[Records of labeled shapes]

────

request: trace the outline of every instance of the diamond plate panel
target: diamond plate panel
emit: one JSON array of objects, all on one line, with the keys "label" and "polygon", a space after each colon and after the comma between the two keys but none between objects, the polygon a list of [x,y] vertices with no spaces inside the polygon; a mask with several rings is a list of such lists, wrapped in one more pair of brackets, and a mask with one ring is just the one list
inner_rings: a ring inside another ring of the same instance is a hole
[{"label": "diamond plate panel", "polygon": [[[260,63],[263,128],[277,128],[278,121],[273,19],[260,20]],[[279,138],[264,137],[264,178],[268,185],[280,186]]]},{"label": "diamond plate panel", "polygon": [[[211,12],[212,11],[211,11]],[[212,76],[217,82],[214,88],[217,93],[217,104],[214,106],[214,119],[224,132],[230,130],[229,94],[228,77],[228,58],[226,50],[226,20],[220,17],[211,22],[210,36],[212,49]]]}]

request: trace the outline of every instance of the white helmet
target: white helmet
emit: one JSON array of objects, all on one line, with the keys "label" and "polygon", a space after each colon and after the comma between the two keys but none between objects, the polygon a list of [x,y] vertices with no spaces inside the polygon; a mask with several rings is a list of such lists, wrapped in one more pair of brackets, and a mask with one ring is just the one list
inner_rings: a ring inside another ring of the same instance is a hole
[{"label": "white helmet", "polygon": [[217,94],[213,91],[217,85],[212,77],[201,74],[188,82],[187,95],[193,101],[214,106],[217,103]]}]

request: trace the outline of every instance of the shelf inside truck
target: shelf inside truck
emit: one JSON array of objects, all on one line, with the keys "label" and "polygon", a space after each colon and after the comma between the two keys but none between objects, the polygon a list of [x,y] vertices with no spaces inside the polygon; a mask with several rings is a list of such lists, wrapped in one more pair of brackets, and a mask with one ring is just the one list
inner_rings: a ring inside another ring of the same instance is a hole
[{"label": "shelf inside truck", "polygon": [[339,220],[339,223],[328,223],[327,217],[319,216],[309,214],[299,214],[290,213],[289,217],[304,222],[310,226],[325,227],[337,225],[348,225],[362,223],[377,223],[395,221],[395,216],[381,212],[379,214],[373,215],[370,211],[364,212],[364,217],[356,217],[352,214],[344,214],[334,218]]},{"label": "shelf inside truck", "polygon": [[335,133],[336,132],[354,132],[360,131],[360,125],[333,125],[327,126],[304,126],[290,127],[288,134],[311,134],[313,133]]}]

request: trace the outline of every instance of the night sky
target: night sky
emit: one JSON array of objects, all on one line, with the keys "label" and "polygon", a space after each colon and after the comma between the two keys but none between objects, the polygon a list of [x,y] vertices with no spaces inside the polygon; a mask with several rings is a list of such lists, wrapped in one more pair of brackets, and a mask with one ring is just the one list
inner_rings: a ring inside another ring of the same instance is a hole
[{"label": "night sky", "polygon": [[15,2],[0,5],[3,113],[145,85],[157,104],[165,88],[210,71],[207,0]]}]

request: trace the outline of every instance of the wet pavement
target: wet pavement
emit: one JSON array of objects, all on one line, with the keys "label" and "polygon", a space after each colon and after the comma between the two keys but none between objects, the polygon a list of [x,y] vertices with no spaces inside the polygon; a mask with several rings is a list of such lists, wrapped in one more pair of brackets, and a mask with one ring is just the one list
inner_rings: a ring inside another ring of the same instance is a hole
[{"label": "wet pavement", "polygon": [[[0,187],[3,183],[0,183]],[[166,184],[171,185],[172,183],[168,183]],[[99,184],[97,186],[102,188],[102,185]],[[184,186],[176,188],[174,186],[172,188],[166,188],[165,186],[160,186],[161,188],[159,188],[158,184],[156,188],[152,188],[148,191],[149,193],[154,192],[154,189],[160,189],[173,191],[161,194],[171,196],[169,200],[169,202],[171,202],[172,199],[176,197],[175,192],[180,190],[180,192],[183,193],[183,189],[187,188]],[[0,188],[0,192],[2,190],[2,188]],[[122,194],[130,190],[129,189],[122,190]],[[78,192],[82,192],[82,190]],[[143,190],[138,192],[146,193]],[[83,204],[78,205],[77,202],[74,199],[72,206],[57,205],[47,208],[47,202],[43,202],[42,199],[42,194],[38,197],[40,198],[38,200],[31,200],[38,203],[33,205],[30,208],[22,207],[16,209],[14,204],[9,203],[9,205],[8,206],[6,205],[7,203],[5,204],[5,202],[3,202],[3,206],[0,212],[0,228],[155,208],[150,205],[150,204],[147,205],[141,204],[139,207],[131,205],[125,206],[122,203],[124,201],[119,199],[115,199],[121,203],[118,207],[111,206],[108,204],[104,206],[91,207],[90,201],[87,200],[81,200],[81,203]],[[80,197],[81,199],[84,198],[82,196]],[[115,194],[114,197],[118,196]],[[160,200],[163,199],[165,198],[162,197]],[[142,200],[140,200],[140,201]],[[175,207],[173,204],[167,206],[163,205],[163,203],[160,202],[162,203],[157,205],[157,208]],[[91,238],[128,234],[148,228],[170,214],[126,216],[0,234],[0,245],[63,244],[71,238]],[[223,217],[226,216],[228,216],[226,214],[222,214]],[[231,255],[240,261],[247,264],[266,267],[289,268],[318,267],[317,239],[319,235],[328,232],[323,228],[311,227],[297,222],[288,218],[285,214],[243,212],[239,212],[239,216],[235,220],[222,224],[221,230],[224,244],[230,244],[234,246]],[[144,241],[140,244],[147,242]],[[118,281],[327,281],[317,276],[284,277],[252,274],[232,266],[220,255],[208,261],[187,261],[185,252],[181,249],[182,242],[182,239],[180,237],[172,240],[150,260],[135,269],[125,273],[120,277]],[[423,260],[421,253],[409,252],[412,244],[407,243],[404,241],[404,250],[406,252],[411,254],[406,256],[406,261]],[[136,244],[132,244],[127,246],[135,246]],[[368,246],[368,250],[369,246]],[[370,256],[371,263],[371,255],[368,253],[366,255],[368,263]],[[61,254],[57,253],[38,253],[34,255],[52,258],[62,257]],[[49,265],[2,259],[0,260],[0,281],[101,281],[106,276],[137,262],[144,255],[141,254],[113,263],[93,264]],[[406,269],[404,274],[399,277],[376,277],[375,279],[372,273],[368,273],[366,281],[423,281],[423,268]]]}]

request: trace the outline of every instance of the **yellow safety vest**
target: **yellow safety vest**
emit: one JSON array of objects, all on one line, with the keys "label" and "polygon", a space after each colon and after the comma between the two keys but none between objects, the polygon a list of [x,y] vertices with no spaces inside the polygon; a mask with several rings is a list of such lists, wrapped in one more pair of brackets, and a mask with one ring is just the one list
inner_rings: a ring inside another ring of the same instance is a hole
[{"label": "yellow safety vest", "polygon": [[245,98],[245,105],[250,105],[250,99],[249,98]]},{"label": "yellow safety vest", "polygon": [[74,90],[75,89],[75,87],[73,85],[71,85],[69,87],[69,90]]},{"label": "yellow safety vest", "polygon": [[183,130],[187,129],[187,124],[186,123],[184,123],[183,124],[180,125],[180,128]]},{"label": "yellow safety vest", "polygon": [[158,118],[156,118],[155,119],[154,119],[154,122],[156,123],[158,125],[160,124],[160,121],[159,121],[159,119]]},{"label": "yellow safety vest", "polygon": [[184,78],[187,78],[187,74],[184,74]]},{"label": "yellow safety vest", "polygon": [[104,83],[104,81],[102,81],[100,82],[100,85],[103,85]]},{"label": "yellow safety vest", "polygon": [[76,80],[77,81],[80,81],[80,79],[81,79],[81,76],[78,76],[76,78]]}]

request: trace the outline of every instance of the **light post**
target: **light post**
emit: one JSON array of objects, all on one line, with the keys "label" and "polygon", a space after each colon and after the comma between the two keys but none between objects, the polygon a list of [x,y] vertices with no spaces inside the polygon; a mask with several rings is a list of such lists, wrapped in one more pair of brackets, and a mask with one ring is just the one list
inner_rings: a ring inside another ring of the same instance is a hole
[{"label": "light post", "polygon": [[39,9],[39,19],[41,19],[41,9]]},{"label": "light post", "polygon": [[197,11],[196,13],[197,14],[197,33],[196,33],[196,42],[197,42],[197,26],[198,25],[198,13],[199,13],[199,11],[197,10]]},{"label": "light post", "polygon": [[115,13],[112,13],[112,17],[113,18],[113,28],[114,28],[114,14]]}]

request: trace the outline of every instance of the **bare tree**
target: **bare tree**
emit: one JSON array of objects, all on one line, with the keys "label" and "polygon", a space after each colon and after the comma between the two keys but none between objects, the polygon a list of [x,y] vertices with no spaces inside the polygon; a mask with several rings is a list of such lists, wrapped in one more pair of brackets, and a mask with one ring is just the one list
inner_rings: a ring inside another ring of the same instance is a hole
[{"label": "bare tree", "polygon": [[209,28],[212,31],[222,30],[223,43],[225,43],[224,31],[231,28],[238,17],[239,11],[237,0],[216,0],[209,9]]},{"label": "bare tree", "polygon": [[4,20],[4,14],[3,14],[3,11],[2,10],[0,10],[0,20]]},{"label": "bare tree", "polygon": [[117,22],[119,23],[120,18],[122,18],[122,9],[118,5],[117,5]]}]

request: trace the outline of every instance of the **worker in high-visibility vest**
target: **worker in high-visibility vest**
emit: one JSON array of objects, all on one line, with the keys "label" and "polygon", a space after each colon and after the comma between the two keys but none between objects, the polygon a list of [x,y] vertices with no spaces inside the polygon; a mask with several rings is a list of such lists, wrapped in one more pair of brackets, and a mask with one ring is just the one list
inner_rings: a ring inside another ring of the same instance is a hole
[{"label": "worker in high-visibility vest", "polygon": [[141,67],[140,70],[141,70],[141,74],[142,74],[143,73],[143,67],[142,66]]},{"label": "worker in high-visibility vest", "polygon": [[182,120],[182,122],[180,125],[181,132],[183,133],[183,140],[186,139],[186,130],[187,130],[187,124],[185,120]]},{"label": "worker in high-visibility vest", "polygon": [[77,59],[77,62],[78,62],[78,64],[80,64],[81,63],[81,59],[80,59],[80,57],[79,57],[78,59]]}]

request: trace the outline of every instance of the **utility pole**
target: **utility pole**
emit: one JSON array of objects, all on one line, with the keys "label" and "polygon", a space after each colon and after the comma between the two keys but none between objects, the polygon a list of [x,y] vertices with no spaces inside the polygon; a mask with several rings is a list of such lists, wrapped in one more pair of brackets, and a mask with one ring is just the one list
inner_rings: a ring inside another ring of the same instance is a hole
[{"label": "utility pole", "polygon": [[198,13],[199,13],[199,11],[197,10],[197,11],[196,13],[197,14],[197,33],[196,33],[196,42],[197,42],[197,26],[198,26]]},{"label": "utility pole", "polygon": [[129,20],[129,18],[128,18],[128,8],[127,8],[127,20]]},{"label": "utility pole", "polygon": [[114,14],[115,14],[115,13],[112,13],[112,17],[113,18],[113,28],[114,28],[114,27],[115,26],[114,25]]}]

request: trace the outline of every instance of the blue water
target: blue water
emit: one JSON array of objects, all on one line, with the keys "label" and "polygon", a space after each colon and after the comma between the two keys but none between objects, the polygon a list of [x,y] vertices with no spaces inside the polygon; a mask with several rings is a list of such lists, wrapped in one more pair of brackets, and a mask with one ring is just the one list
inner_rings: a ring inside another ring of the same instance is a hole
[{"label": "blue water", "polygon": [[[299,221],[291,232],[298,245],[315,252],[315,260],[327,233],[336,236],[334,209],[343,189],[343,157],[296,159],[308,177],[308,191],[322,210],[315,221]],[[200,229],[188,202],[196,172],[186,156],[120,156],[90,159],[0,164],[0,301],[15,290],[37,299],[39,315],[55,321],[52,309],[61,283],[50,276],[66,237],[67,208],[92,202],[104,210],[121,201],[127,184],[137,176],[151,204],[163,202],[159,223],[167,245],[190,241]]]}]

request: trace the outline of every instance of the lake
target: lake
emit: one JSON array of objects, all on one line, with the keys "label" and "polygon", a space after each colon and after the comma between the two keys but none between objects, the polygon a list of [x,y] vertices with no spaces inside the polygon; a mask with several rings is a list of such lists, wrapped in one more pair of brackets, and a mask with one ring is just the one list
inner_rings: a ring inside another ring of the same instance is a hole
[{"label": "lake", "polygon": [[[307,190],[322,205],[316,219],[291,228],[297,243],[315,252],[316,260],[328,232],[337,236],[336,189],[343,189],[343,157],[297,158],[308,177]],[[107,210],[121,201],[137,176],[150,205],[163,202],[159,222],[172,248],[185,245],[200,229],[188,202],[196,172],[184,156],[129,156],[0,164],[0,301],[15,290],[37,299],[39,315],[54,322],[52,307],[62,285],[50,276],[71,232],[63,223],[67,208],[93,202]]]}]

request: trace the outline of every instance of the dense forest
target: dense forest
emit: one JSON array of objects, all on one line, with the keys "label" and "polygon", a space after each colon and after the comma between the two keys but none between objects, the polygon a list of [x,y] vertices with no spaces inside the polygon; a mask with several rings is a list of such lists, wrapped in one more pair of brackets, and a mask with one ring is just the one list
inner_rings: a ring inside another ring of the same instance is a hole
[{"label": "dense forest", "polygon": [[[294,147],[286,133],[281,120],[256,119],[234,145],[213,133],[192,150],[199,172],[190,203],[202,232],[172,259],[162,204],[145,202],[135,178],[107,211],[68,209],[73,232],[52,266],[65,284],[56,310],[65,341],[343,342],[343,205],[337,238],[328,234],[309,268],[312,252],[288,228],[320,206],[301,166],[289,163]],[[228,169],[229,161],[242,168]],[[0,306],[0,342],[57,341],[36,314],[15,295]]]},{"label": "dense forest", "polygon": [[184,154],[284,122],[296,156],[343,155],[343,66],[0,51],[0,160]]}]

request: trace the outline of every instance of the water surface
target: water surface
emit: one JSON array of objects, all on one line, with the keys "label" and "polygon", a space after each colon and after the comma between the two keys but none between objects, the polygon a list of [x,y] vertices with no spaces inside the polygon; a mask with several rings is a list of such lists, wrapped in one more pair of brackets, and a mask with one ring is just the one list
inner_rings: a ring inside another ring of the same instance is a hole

────

* **Given exercise**:
Pull out every line from the items above that contains the string "tree", and copy each of those lines in full.

* **Completed exercise**:
request: trace the outline of every instance of the **bare tree**
target: **bare tree**
[{"label": "bare tree", "polygon": [[209,28],[212,31],[222,30],[223,43],[225,43],[224,31],[231,28],[238,17],[239,11],[237,0],[216,0],[209,9]]},{"label": "bare tree", "polygon": [[4,20],[4,14],[3,14],[3,11],[2,10],[0,10],[0,20]]},{"label": "bare tree", "polygon": [[117,22],[119,23],[120,18],[122,18],[122,9],[118,5],[117,5]]}]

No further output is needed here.